THE PROBLEM: Tally the lines in the listing below that contain the string "bottom", counting only case-sensitive matches. Reply with the number alone.
## Begin DATASET EXTRACT
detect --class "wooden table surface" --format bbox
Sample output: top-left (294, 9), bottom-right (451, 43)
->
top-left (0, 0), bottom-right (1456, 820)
## End DATASET EXTRACT
## Begin DATASET EXTRACT
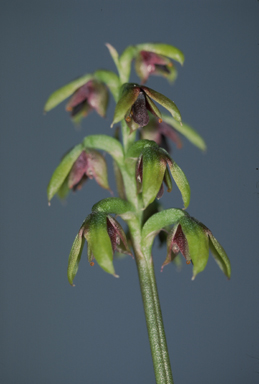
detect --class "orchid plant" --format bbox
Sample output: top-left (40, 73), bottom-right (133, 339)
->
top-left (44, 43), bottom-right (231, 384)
## End DATASET EXTRACT
EXERCISE RESPONSE: 4